File #: 2014-0159    Version: 1
Type: Motion Status: Passed
File created: 4/14/2014 In control: Law, Justice, Health and Human Services Committee
On agenda: Final action: 5/12/2014
Enactment date: Enactment #: 14125
Title: A MOTION requiring the executive to develop and submit for council review and approval a report on improving programs and services for incarcerated veterans in department of adult and juvenile detention jail facilities.
Sponsors: Reagan Dunn, Rod Dembowski, Kathy Lambert, Jane Hague, Larry Phillips, Joe McDermott, Larry Gossett, Pete von Reichbauer, Dave Upthegrove
Indexes: Adult and Juvenile Detention
Attachments: 1. Motion 14125.pdf, 2. Staff Report Proposed Motion 2014-0159 DAJD Veterans Programs.docx
Drafter
Clerk 04/10/2014
Title
A MOTION requiring the executive to develop and submit for council review and approval a report on improving programs and services for incarcerated veterans in department of adult and juvenile detention jail facilities.

Dataset excerpts ::

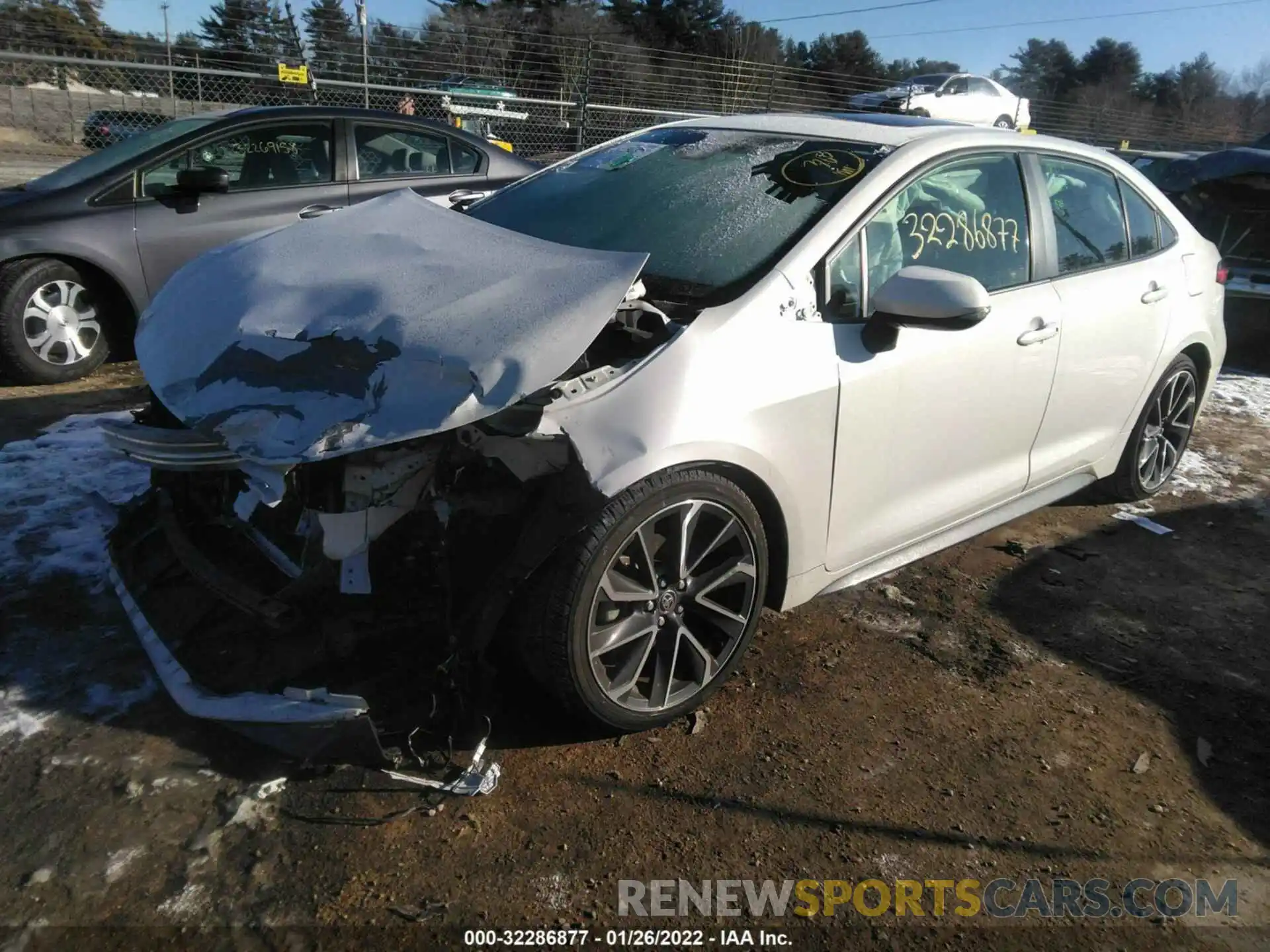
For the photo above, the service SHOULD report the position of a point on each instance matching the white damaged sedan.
(615, 409)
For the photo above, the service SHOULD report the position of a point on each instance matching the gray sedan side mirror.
(206, 179)
(464, 197)
(923, 298)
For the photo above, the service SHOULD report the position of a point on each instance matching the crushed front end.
(286, 604)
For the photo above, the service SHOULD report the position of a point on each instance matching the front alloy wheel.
(640, 617)
(672, 606)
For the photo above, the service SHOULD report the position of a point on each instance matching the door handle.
(1038, 334)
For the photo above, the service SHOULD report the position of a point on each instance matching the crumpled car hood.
(384, 321)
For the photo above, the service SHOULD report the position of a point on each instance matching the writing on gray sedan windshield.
(714, 208)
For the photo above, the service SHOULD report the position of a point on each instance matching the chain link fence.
(548, 95)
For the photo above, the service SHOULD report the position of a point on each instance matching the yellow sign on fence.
(294, 74)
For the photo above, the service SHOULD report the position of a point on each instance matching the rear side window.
(384, 151)
(1143, 222)
(466, 160)
(1087, 215)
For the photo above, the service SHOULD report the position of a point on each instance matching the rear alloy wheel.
(646, 615)
(50, 325)
(1161, 434)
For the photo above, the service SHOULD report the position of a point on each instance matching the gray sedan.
(85, 248)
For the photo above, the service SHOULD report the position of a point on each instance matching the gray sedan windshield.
(714, 208)
(83, 169)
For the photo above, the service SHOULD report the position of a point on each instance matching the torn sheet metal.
(392, 320)
(472, 782)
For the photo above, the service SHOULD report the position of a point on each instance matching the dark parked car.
(105, 127)
(85, 248)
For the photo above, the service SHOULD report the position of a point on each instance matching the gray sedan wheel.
(50, 325)
(646, 615)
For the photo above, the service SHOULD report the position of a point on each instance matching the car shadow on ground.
(1181, 621)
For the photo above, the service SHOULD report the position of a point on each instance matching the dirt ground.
(977, 715)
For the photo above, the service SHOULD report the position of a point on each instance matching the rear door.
(386, 157)
(1118, 281)
(280, 175)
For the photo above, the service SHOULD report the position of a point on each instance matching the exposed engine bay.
(288, 602)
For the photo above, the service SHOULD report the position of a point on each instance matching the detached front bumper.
(160, 574)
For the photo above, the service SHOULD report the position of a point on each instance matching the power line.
(1061, 19)
(855, 9)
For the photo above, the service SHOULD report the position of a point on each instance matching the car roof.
(886, 130)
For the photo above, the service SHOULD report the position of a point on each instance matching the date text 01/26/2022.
(626, 938)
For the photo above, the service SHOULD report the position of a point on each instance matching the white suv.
(951, 95)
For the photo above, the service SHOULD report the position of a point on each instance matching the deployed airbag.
(384, 321)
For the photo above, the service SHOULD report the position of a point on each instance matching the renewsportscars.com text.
(1000, 899)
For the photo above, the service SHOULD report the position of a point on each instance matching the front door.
(388, 157)
(940, 428)
(280, 173)
(1117, 296)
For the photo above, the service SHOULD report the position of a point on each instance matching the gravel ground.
(977, 715)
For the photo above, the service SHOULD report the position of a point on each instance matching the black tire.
(19, 362)
(558, 608)
(1127, 485)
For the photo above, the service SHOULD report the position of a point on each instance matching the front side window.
(262, 157)
(969, 216)
(1143, 233)
(843, 302)
(116, 155)
(384, 151)
(1087, 215)
(713, 208)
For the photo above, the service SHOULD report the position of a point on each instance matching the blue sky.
(1235, 37)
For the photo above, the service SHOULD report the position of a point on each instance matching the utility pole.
(167, 42)
(366, 69)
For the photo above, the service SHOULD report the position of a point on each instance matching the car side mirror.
(923, 298)
(464, 197)
(198, 180)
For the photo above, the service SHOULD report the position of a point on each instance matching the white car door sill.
(949, 536)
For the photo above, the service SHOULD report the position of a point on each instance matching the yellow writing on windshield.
(825, 167)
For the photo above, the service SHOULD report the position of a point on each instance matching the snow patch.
(1198, 473)
(1244, 394)
(189, 903)
(17, 716)
(107, 702)
(118, 862)
(48, 521)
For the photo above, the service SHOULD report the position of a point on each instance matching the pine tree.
(332, 40)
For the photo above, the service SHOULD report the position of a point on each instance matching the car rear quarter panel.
(102, 238)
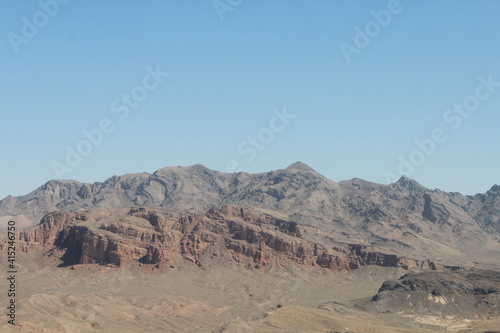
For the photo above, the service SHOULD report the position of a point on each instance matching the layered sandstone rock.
(239, 234)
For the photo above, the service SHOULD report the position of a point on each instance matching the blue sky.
(229, 78)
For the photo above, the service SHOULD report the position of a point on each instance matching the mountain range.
(403, 217)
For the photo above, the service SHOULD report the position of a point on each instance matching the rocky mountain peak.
(300, 166)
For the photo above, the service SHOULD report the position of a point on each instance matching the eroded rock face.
(461, 293)
(233, 233)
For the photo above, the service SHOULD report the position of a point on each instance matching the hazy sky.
(344, 86)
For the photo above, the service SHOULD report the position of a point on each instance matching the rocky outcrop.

What is asked ::
a) What enactment number does the motion record list?
b) Carry on the motion record from the point where it stops.

Responses for each task ::
a) 14125

b)
Body
WHEREAS, King County is home to more than one hundred twenty-seven thousand current or former members of the United States military, reserves and National Guard who have served active duty. This population of veterans represents almost seven percent of the total county population, and
WHEREAS, the population of veterans in the state is growing and Washington State ranks twelfth nationwide for the total number of veterans, and King County is home to twenty-four percent of the state's population of veterans ranging from young adults to centenarians, male and female, and identify with a variety of races and backgrounds, all with equally varied needs, and
WHEREAS, the end of the United States military draft and conversion to an all-volunteer military in the 1970s substantially changed the demographic makeup of the military leading to the fact that there is a greater proportion of women and increased proportions of veterans of color than ever before in the history of the United States, and
WHEREAS, the local unemployment rate for veterans is estimated at over four percent for veterans in the job market, and
WHEREAS, approximately five percent of King County veterans live below poverty level and another over nine percent live between one hundred and two hundred percent of poverty level resulting in fourteen percent of all King County veterans fall below two hundred percent of poverty level. A disproportionate number of veterans of color are poor, and
WHEREAS, data collected in the Safe Harbors Homeless Management Information System suggest that sixteen to eighteen percent of homeless single adults are veterans. A review of the records for calendar year 2012-2013 from Safe Harbors identified one t...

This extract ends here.